→ YOUR INSTRUCTIONS
Your task is to print every entry below exactly as given.

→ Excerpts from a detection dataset
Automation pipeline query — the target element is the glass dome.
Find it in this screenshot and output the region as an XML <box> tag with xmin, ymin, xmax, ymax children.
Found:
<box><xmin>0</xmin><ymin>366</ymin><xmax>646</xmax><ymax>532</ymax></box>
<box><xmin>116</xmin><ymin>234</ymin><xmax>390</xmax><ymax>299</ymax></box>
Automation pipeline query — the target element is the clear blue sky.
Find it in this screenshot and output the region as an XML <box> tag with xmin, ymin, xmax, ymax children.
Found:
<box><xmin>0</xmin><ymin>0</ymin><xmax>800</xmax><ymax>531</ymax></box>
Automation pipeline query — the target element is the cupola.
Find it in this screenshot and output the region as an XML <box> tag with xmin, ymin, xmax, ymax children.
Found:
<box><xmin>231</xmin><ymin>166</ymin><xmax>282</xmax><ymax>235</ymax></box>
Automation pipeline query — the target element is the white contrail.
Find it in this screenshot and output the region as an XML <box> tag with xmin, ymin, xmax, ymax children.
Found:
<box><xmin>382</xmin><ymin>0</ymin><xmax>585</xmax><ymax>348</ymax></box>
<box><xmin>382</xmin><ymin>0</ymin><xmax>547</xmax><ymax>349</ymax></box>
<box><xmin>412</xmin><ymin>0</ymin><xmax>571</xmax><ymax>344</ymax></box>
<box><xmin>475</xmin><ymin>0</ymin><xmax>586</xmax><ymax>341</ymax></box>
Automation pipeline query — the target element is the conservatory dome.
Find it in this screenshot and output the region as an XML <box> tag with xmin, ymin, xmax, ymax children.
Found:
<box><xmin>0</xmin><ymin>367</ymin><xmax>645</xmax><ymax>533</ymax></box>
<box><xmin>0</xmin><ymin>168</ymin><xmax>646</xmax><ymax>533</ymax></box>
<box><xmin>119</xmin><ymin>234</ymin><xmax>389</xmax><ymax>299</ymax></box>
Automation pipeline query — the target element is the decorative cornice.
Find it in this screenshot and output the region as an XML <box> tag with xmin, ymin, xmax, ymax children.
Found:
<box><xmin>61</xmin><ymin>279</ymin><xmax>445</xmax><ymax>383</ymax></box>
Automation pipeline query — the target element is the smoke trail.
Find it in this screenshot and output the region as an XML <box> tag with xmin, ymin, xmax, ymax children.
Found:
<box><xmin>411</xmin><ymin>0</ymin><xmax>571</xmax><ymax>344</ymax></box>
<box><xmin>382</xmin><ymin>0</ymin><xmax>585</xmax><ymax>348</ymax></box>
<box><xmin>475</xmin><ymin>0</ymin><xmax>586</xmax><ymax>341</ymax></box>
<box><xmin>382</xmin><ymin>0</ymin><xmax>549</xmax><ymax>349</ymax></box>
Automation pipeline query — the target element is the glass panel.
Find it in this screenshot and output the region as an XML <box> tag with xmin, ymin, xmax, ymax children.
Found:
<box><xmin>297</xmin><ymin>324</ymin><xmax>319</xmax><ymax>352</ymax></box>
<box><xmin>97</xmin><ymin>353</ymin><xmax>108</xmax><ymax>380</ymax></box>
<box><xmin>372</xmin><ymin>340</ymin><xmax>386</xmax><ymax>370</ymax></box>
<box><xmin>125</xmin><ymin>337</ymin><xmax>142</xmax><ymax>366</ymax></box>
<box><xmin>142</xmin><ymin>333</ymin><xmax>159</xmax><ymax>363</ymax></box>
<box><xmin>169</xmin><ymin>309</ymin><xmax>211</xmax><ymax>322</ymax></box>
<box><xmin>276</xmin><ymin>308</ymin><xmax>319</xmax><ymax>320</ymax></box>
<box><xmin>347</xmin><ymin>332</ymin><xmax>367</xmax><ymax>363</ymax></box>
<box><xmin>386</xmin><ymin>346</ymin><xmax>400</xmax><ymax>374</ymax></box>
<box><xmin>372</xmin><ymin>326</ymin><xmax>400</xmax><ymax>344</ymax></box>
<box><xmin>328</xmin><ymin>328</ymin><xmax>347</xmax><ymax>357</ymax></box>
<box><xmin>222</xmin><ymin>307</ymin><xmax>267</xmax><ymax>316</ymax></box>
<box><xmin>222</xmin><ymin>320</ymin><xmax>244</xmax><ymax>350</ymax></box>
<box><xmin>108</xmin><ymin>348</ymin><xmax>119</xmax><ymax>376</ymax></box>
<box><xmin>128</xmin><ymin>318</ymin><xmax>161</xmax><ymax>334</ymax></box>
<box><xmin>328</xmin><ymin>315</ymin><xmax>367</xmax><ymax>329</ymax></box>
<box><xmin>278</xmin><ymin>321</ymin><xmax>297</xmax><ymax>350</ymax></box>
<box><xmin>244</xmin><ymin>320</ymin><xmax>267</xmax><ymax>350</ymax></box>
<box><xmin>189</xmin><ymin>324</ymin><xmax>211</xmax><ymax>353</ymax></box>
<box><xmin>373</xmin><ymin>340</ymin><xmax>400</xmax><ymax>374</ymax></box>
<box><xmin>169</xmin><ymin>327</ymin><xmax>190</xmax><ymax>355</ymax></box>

→ SOLUTION TO THE PROBLEM
Automation pipeline query — the target element is the glass dome.
Find it in this screenshot and output the region as an XML <box> tag with xmin, ymin, xmax, ymax children.
Found:
<box><xmin>0</xmin><ymin>366</ymin><xmax>646</xmax><ymax>532</ymax></box>
<box><xmin>116</xmin><ymin>234</ymin><xmax>390</xmax><ymax>299</ymax></box>
Automation pipeline query — the target element is the clear blue sky.
Find it in this screenshot and output the region as an XML <box> tag with xmin, ymin, xmax, ymax children.
Found:
<box><xmin>0</xmin><ymin>0</ymin><xmax>800</xmax><ymax>531</ymax></box>
Automation pipeline query — the target element is the cupola.
Find it in this screenshot and output the region as an XML <box> tag with xmin, ymin, xmax, ymax children.
Found:
<box><xmin>231</xmin><ymin>166</ymin><xmax>282</xmax><ymax>235</ymax></box>
Automation pipeline query — the target element is the white contrail.
Find it in this screenshot and output the region as an XML <box> tag with xmin, ymin, xmax, ymax children.
Found:
<box><xmin>382</xmin><ymin>0</ymin><xmax>585</xmax><ymax>348</ymax></box>
<box><xmin>382</xmin><ymin>0</ymin><xmax>547</xmax><ymax>349</ymax></box>
<box><xmin>412</xmin><ymin>0</ymin><xmax>571</xmax><ymax>344</ymax></box>
<box><xmin>475</xmin><ymin>0</ymin><xmax>586</xmax><ymax>341</ymax></box>
Automation pipeline query — the target element is the conservatory dome.
Find it in this screenshot and output the region as an XML <box> tag with xmin, ymin, xmax, ymax children.
Found:
<box><xmin>0</xmin><ymin>367</ymin><xmax>645</xmax><ymax>533</ymax></box>
<box><xmin>0</xmin><ymin>168</ymin><xmax>646</xmax><ymax>533</ymax></box>
<box><xmin>119</xmin><ymin>234</ymin><xmax>389</xmax><ymax>299</ymax></box>
Automation pipeline query — the target element is the decorative cornice.
Find it in this screenshot and output the region as an XML <box> tag with xmin, ymin, xmax, ymax children.
Found:
<box><xmin>61</xmin><ymin>279</ymin><xmax>445</xmax><ymax>383</ymax></box>
Automation pipeline query — the target element is the smoke trail.
Find it in this screenshot and output the region as an XML <box> tag with xmin, ymin, xmax, ymax children.
Found:
<box><xmin>411</xmin><ymin>0</ymin><xmax>571</xmax><ymax>344</ymax></box>
<box><xmin>382</xmin><ymin>0</ymin><xmax>585</xmax><ymax>348</ymax></box>
<box><xmin>475</xmin><ymin>0</ymin><xmax>586</xmax><ymax>341</ymax></box>
<box><xmin>382</xmin><ymin>0</ymin><xmax>549</xmax><ymax>349</ymax></box>
Automation pipeline query — the target element is the glass panel.
Find it in this screenshot and output the region as an XML <box> tag with xmin, ymin, xmax, ymax children.
Found:
<box><xmin>297</xmin><ymin>324</ymin><xmax>319</xmax><ymax>352</ymax></box>
<box><xmin>97</xmin><ymin>353</ymin><xmax>108</xmax><ymax>380</ymax></box>
<box><xmin>372</xmin><ymin>340</ymin><xmax>386</xmax><ymax>370</ymax></box>
<box><xmin>125</xmin><ymin>337</ymin><xmax>142</xmax><ymax>366</ymax></box>
<box><xmin>142</xmin><ymin>333</ymin><xmax>159</xmax><ymax>363</ymax></box>
<box><xmin>169</xmin><ymin>309</ymin><xmax>211</xmax><ymax>322</ymax></box>
<box><xmin>276</xmin><ymin>308</ymin><xmax>319</xmax><ymax>320</ymax></box>
<box><xmin>347</xmin><ymin>332</ymin><xmax>367</xmax><ymax>363</ymax></box>
<box><xmin>386</xmin><ymin>346</ymin><xmax>400</xmax><ymax>374</ymax></box>
<box><xmin>372</xmin><ymin>326</ymin><xmax>400</xmax><ymax>344</ymax></box>
<box><xmin>328</xmin><ymin>328</ymin><xmax>347</xmax><ymax>357</ymax></box>
<box><xmin>222</xmin><ymin>307</ymin><xmax>267</xmax><ymax>316</ymax></box>
<box><xmin>222</xmin><ymin>320</ymin><xmax>244</xmax><ymax>350</ymax></box>
<box><xmin>108</xmin><ymin>348</ymin><xmax>119</xmax><ymax>376</ymax></box>
<box><xmin>128</xmin><ymin>318</ymin><xmax>161</xmax><ymax>334</ymax></box>
<box><xmin>328</xmin><ymin>315</ymin><xmax>367</xmax><ymax>329</ymax></box>
<box><xmin>278</xmin><ymin>321</ymin><xmax>297</xmax><ymax>350</ymax></box>
<box><xmin>244</xmin><ymin>320</ymin><xmax>267</xmax><ymax>350</ymax></box>
<box><xmin>189</xmin><ymin>324</ymin><xmax>211</xmax><ymax>353</ymax></box>
<box><xmin>373</xmin><ymin>340</ymin><xmax>400</xmax><ymax>374</ymax></box>
<box><xmin>169</xmin><ymin>327</ymin><xmax>190</xmax><ymax>355</ymax></box>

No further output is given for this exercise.